- Exercise goal -
Render the entries below as a numbered list, starting at the line with "the orange-topped sushi." and ending at the line with "[635,53,808,197]", both lines included. Omit any blank lines.

- Records to process -
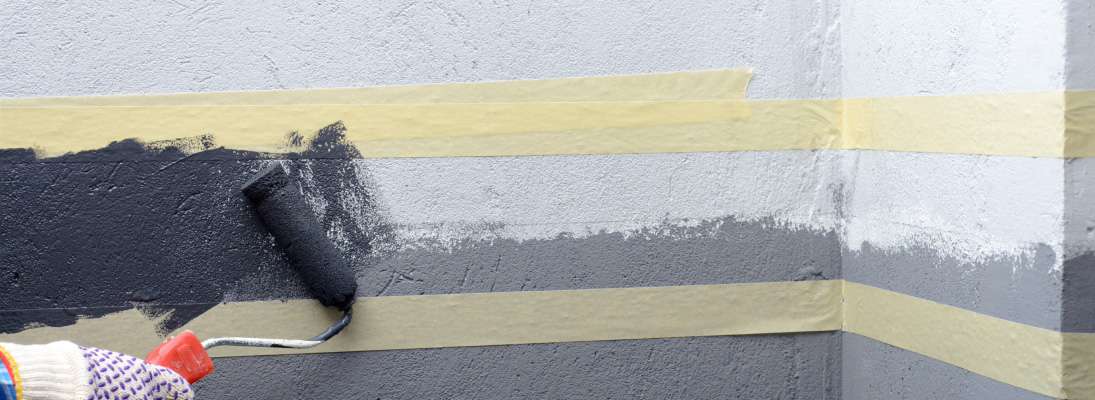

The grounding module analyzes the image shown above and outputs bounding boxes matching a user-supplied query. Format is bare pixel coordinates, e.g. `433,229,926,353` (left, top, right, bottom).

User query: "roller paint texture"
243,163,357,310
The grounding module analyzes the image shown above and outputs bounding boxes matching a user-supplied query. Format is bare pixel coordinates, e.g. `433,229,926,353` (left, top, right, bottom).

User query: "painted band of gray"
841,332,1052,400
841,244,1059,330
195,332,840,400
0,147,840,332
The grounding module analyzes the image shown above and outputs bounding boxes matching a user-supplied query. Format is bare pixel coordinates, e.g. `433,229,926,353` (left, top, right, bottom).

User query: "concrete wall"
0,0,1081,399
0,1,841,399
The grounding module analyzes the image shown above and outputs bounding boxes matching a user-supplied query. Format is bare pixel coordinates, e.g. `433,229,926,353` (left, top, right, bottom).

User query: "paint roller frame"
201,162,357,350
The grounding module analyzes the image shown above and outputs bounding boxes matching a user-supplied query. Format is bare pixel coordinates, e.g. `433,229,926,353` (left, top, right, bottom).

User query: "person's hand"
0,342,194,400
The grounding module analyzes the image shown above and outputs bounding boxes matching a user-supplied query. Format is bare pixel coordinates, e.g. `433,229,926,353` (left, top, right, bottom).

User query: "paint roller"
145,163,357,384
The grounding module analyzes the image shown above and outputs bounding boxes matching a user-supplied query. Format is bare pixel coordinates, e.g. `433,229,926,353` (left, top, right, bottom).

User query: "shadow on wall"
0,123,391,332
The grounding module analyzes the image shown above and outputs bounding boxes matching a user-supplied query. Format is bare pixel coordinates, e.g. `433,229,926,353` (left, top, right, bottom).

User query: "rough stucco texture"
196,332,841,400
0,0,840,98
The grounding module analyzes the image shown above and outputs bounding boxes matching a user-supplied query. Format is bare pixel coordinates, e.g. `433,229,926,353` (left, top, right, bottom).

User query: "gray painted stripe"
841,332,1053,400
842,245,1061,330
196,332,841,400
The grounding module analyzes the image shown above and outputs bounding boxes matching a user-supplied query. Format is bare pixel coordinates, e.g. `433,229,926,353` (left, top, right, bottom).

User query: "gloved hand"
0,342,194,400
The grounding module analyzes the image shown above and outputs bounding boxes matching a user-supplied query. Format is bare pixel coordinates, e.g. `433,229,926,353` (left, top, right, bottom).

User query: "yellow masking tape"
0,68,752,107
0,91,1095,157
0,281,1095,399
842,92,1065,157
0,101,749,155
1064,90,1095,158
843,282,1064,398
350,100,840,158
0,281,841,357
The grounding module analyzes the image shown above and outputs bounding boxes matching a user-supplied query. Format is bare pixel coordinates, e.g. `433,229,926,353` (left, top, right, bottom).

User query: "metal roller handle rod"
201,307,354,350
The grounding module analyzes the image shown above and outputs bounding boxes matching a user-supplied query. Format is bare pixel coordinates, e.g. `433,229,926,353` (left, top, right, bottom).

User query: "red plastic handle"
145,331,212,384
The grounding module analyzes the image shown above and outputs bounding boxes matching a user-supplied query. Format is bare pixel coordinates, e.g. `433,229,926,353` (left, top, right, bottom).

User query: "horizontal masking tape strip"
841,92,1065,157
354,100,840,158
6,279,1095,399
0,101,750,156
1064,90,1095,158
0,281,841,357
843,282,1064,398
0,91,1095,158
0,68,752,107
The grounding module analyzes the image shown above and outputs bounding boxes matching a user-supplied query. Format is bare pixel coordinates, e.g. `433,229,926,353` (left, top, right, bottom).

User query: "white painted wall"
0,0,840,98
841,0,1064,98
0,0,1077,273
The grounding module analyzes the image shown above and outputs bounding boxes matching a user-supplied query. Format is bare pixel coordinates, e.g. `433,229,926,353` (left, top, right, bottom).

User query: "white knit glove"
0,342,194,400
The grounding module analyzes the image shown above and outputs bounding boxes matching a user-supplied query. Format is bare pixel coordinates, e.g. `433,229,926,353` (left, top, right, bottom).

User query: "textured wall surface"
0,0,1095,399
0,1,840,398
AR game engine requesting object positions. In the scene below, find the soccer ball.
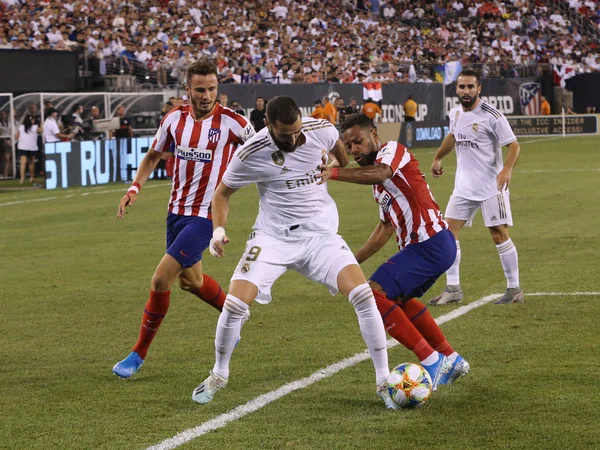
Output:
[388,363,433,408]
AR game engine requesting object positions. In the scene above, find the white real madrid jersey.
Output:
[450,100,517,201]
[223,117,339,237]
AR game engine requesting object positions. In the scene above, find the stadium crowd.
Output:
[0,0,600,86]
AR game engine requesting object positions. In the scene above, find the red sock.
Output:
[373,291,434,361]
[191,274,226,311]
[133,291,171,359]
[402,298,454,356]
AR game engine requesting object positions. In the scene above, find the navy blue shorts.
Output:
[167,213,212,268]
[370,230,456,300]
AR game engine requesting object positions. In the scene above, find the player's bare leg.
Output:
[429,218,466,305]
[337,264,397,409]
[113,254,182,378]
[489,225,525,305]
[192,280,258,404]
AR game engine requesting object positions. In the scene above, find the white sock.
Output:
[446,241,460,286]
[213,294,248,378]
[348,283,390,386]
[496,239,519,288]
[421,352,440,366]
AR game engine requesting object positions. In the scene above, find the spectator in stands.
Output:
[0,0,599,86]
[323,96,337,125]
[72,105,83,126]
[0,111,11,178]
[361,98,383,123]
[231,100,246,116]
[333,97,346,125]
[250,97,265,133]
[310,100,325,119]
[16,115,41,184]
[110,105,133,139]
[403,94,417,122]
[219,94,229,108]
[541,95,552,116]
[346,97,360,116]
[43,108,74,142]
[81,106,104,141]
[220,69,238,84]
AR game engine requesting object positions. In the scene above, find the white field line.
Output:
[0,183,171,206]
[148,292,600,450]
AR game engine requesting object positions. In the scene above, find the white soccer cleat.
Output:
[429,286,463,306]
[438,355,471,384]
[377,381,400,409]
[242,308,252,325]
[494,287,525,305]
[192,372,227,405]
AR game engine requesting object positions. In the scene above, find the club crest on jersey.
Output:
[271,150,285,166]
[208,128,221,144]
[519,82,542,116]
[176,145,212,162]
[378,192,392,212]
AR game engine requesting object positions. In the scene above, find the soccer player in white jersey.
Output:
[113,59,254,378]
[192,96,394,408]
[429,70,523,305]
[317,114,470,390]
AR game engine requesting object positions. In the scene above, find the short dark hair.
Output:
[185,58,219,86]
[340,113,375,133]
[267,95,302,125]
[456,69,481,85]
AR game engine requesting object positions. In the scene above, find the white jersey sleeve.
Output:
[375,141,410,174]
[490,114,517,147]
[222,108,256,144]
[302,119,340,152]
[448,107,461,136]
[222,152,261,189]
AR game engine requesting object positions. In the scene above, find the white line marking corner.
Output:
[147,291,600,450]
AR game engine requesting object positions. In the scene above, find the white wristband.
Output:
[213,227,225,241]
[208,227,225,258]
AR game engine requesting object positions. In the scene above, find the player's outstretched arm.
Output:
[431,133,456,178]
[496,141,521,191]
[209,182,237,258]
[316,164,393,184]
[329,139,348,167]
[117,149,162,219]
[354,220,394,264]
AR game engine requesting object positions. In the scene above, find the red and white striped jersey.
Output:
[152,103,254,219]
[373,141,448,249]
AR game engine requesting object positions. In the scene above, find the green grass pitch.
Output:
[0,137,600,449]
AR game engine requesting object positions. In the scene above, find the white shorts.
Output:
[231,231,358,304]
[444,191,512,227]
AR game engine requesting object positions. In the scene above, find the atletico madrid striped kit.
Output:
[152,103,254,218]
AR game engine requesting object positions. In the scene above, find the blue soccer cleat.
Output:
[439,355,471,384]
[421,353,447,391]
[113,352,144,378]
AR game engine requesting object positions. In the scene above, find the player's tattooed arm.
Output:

...

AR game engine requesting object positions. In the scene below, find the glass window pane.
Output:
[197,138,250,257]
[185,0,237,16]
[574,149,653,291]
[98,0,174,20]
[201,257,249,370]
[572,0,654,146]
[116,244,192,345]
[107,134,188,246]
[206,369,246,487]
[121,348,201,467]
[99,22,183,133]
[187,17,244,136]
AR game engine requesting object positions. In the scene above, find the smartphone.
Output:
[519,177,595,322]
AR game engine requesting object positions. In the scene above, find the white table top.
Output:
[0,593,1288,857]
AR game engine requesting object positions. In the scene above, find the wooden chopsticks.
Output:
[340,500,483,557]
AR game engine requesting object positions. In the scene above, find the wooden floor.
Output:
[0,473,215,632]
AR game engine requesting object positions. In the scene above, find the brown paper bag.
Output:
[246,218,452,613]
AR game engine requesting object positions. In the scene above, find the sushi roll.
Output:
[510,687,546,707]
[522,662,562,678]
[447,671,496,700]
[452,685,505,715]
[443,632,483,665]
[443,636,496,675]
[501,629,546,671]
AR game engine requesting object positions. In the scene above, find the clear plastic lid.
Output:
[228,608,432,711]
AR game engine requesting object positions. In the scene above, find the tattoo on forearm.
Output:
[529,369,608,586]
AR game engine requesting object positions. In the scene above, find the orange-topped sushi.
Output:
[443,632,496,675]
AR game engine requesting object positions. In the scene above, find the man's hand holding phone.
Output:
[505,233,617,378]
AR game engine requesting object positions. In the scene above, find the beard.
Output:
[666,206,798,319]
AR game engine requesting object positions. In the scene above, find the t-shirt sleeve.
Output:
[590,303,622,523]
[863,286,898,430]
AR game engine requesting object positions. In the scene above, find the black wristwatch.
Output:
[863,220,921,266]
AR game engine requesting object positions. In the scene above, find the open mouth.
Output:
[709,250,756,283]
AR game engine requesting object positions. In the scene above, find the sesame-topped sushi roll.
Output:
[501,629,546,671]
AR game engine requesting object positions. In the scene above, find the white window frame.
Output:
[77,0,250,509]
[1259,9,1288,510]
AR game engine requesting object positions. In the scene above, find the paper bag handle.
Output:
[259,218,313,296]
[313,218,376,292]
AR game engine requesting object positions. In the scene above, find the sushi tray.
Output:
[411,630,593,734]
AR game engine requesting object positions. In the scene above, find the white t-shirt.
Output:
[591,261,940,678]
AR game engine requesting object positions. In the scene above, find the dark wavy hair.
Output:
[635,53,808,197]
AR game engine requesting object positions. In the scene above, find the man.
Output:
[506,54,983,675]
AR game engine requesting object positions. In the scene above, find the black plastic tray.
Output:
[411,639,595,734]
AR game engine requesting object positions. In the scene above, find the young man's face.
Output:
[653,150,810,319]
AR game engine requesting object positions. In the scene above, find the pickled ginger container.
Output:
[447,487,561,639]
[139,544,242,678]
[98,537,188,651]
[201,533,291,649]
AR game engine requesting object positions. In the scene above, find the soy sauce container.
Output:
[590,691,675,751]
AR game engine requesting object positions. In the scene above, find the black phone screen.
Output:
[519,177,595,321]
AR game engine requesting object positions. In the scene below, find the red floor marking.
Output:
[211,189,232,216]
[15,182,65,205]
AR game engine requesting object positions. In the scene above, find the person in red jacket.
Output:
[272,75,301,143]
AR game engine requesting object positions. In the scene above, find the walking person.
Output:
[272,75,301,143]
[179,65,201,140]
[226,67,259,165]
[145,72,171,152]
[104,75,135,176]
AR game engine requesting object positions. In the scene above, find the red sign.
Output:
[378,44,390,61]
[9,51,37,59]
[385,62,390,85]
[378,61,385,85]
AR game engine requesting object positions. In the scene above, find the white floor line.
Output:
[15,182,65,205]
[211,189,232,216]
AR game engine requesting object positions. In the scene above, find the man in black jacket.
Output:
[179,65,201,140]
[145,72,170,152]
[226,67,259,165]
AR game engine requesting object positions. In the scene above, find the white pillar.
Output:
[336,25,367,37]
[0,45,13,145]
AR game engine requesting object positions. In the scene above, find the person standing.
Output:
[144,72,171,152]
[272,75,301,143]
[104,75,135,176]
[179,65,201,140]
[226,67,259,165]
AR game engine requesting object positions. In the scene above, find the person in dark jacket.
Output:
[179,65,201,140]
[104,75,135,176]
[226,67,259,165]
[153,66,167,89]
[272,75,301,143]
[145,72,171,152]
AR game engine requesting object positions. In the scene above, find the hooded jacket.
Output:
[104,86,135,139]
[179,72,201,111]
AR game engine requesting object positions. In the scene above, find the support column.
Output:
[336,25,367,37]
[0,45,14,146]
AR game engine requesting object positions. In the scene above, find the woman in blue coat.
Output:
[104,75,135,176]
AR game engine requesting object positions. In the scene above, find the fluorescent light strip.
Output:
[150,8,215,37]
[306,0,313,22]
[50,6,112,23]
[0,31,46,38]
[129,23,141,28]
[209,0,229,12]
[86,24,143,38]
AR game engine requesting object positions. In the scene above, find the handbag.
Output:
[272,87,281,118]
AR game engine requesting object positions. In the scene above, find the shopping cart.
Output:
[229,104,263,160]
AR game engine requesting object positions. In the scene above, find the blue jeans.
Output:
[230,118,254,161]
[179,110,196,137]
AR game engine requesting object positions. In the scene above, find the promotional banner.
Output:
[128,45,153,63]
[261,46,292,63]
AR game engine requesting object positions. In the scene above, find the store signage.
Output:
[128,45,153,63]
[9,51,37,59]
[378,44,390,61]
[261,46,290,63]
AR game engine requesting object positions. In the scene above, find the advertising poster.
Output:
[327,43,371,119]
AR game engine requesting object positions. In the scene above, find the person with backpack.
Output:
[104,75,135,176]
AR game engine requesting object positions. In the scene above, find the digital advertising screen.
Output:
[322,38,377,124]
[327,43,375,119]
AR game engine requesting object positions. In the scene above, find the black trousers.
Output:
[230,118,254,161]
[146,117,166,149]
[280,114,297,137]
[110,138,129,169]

...

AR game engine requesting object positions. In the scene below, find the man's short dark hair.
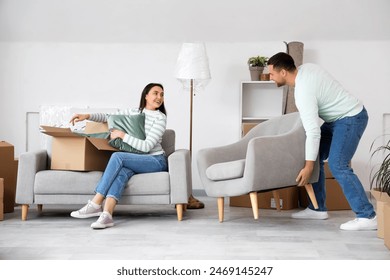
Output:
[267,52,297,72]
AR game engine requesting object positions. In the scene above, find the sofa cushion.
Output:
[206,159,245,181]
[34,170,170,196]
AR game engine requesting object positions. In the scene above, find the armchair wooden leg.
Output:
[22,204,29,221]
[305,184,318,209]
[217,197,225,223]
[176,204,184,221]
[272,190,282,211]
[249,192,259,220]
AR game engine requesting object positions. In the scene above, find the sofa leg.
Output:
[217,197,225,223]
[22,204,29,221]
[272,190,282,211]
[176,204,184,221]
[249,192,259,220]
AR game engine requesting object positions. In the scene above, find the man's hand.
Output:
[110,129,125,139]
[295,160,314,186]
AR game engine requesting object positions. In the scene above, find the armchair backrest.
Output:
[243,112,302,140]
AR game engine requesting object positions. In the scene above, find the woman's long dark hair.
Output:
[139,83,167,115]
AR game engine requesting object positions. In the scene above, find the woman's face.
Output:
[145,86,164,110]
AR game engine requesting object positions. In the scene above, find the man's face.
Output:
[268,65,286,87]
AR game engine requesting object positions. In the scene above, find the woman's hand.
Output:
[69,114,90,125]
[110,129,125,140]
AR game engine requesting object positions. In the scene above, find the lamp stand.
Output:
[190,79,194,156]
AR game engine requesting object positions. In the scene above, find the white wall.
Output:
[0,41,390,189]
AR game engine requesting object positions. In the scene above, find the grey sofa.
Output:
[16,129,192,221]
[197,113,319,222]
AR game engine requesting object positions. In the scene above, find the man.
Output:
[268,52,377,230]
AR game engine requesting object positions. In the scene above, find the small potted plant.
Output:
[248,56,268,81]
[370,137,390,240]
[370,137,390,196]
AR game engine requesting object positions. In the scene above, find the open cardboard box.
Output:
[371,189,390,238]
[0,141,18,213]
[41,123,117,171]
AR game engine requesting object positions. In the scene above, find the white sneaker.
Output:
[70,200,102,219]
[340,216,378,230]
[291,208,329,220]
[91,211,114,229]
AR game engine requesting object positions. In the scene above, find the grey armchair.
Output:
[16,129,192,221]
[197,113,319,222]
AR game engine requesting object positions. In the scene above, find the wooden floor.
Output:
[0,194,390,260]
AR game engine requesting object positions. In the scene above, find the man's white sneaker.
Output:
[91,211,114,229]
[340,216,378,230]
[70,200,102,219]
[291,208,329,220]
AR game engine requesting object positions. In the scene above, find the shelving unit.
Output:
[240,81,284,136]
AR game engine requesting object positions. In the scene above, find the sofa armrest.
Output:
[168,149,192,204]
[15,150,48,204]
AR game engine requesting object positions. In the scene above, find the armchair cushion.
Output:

- Solution for this task -
1. AR game engine requesting object positions. In the scene above, find the orange-topped sushi.
2. Output:
3. [443,632,496,675]
4. AR game engine requesting object positions. In the scene above, find the man's hand holding phone.
5. Output:
6. [505,233,617,378]
7. AR game engine requesting object positions. In the scene above, find the beard.
8. Output:
9. [666,206,798,319]
10. AR game engine requesting object positions. In the scene above, find the t-shirt sleeve.
11. Output:
12. [590,303,622,523]
13. [863,286,898,430]
14. AR game engine requesting object positions. In the scene above, find the black wristwatch.
15. Output:
16. [863,220,921,266]
17. AR game engine requesting object positions. In the scene above, find the open mouth.
18. Output:
19. [709,250,756,283]
20. AR game engine requesting object positions. In the scene above, find the sesame-topped sushi roll.
21. Output:
22. [501,629,546,671]
23. AR game engine requesting object positions. In the scene above, find the white window frame.
24. Output:
25. [77,0,250,509]
26. [1259,9,1288,510]
27. AR game engine requesting object positions. In the scene above, find the paper bag handle.
28. Output:
29. [259,218,313,296]
30. [313,218,376,292]
31. AR game engine requesting object positions. In the scene above, find the sushi tray.
32. Output:
33. [411,630,593,734]
34. AR game engine requesting object positions. In the scene above, find the white t-shirt.
35. Output:
36. [591,261,940,678]
37. AR game engine requesting object positions. In the scene above, find the dark wavy hair.
38. Output:
39. [635,53,808,197]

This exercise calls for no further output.